I'm not sure about the exact workings of it in PHP, but in some other languages an object containing other objects, when set to null, does not inherently set the other objects to null. It terminates the reference to those objects, but as PHP does not have "garbage collection" in a Java sense, the sub-objects exist in memory until they are removed individually.

Jason
A: 

I believe this comment in the User Contributed Notes for unset() tell the story you're seeing in your test code.

I'm not sure I can be of more help than that.

Peter Bailey
+1  A: 

memory_get_usage reports how much memory php has allocated from the os. It doesn't necessarily match the size of all variables in use. If php has a peak use of memory, it may decide not to return the unused amount of memory right away. In your example, the function waste_a_little_less_memory unsets unused variables over time. So the peak usage is relatively small. The waste_lots_of_memory builds up a lot of variables (=lots of used memory) before deallocating it. So the peak usage is much larger.

troelskn
+3  A: 

memory_get_usage() "Returns the amount of memory, in bytes, that's currently being allocated to your PHP script."

That's the amount of memory allocated to the process by the OS, not the amount of memory used by assigned variables. PHP does not always release memory back to the OS -- but that memory can still be re-used when new variables are allocated.

▶ [Exercise set]:
(1) Rewrite the PHP memory discussion from the words containing "Peter Bailey" through "is much larger.", swapping "peak usage" for "maximum usage".
(2) Write what comes next in the PHP memory discussion, picking up after its last sentence.

Point labeling dataset excerpts

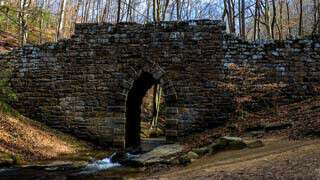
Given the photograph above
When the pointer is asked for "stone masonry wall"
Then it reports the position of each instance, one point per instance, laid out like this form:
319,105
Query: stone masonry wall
80,85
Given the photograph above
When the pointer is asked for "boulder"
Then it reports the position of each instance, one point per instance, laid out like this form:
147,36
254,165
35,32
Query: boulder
201,151
227,143
192,155
161,154
184,160
254,144
6,160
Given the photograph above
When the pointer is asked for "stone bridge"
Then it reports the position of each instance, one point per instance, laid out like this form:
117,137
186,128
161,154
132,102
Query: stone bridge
92,84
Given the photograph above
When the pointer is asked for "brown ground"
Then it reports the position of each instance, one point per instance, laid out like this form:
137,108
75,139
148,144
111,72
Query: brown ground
30,140
278,159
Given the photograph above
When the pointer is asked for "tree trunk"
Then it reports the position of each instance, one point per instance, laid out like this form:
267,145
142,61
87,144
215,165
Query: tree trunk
301,19
154,10
288,18
178,10
267,18
281,19
23,27
165,8
119,11
243,21
158,10
274,20
61,19
256,9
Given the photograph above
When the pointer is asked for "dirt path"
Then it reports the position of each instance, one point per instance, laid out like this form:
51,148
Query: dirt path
278,159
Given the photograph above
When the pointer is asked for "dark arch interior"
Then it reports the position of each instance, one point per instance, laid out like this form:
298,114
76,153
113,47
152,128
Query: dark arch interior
133,108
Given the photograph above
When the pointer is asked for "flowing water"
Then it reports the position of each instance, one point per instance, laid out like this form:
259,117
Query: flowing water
101,169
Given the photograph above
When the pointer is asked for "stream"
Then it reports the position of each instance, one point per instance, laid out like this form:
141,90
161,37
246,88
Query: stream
100,169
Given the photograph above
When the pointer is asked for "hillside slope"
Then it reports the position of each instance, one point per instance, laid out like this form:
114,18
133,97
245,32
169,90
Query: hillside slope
29,141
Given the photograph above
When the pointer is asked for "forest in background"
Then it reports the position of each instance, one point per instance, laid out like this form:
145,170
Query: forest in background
39,21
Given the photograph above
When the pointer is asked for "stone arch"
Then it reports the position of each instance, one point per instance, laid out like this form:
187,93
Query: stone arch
140,81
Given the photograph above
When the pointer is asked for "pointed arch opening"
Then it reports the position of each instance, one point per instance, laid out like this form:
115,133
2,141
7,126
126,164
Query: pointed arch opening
142,111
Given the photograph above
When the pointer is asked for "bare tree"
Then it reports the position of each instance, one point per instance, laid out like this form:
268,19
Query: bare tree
23,25
288,19
242,23
256,19
301,18
274,20
119,11
178,6
229,10
61,19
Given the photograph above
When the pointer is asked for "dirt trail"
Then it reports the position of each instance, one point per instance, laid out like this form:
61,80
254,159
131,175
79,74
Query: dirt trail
278,159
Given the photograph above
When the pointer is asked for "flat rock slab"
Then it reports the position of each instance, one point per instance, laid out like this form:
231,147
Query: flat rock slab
161,154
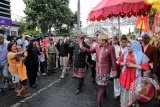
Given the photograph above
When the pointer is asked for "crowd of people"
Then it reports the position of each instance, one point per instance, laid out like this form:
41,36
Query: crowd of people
125,59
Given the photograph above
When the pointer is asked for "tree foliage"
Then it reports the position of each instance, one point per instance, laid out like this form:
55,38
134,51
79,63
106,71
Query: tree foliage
46,14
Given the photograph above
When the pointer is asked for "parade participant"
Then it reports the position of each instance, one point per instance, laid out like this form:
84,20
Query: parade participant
119,51
105,58
158,67
3,61
93,68
151,52
64,55
133,61
22,73
116,80
12,54
51,52
42,60
32,62
79,63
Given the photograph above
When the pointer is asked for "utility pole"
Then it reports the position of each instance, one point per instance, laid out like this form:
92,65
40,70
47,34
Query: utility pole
78,17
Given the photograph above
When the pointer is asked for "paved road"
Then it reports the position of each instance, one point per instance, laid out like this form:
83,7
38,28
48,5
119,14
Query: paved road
53,92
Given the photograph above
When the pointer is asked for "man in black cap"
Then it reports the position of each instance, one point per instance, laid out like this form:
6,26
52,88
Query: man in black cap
32,62
3,61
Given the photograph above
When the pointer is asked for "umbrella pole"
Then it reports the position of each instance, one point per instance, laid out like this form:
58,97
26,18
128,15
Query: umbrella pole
119,26
141,28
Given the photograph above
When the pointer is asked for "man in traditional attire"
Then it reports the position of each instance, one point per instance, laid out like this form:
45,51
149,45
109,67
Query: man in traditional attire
133,62
151,52
106,59
80,63
51,55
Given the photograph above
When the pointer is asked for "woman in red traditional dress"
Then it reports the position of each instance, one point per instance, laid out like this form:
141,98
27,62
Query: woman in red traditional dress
133,61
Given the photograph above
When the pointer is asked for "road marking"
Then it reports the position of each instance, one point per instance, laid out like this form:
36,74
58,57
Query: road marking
35,94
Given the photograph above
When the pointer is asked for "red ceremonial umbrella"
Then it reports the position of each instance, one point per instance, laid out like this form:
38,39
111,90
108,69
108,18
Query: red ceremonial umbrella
122,8
143,23
156,25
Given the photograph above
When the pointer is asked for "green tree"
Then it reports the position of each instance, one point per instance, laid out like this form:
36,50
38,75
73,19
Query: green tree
46,14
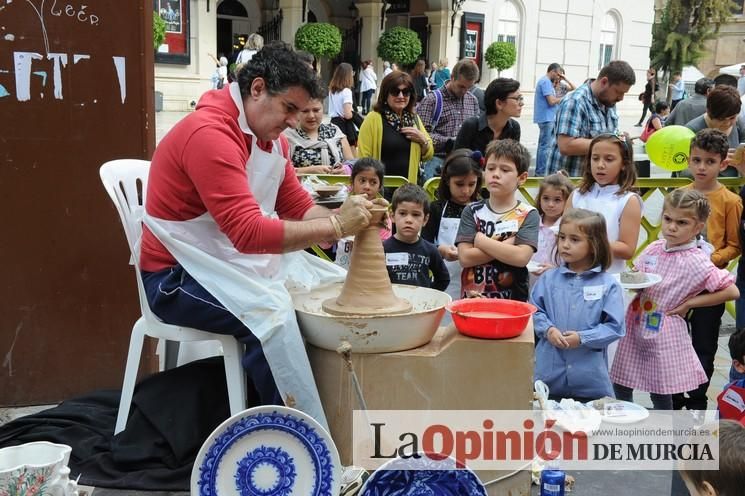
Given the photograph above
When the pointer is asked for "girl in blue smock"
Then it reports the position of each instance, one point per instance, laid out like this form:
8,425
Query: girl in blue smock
580,311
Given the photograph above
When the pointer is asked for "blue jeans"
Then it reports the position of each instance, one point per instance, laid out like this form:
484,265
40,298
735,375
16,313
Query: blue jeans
178,299
740,303
545,139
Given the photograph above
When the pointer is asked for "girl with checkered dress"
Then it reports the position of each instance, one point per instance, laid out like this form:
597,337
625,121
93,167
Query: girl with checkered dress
656,354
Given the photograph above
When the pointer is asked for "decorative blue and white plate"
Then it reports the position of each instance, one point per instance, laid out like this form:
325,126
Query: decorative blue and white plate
422,476
267,451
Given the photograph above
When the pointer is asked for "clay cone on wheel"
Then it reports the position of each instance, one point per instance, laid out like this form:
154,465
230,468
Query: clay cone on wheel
367,289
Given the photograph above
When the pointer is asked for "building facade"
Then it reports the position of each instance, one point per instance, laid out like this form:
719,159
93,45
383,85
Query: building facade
582,35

▶ [Exercise results]:
(1)
Peter Bailey
+1  A: 

memory_get_usage reports how much memory php has allocated from the os. It doesn't necessarily match the size of all variables in use. If php has a peak use of memory, it may decide not to return the unused amount of memory right away. In your example, the function waste_a_little_less_memory unsets unused variables over time. So the maximum usage is relatively small. The waste_lots_of_memory builds up a lot of variables (=lots of used memory) before deallocating it. So the maximum usage is much larger.

(2)
Demonstrating this is simple. Change the end of your script to:

memstat();
waste_lots_of_memory(10000);
memstat();
waste_lots_of_memory(10000);
memstat();

Now, if you're correct, and PHP is actually leaking memory, you should see memory useage grow twice. However, here's the actual result:

current memory usage: 88272
current memory usage: 955792
current memory usage: 955808

This is because memory "freed" after the initial invocation of waste_lots_of_memory() is re-used by the second invocation.

In my 5 years with PHP, I've written scripts that have processed millions of objects and gigabytes of data over a period of hours, and scripts that have run for months at a time. PHP's memory management isn't great, but it's not nearly as bad as you're making it out to be.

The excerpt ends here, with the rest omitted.